Passage provided =>
——

Even so, since Abe left office in 2020, relations have chilled further.

Russian President Vladimir Putin (right) and Japanese Prime Minister Shinzo Abe shake hands at the Eastern Economic Forum in Vladivostok. Photo: AFP / Alexander Vilf / Sputnik
Russian President Vladimir Putin (right) and then-Japanese Prime Minister Shinzo Abe shake hands at the Eastern Economic Forum in Vladivostok. Photo: AFP / Alexander Vilf / Sputnik

In 2021, Russia deployed an S-300 anti-aircraft missile system in the Kurils, beefing up short-range systems already in place.

On March 26, after its February attack on Ukraine, Russia held military drills with 3,000 personnel on the islands, the scenario being defense against an enemy landing.

Japanese media reported that the drills took place days after Russia’s Foreign Ministry announced it was suspending territorial talks with Japan in protest against its sanctions.

——

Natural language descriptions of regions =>
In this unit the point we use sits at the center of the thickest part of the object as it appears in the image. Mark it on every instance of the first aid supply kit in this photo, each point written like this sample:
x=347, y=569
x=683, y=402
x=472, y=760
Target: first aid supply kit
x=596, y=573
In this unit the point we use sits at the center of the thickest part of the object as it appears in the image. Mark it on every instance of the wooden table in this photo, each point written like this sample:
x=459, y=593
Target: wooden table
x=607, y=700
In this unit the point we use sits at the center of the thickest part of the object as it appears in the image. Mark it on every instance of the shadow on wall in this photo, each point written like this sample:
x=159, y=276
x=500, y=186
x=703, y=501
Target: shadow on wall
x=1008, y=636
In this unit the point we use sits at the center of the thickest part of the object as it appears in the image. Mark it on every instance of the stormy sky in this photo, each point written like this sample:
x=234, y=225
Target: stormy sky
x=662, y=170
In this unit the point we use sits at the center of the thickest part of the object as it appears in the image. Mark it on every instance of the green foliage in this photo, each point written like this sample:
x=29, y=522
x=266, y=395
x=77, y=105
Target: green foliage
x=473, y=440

——

What this exercise asks =>
1 > According to the passage on Russia–Japan relations, how many personnel took part in Russia's March 26 military drills on the islands?
2 > Translate this sentence from the passage on Russia–Japan relations into Spanish: "In 2021, Russia deployed an S-300 anti-aircraft missile system in the Kurils, beefing up short-range systems already in place."

Responses in order =>
1 > 3,000 personnel.

2 > En 2021, Rusia desplegó un sistema de misiles antiaéreos S-300 en las Kuriles, reforzando los sistemas de corto alcance ya instalados.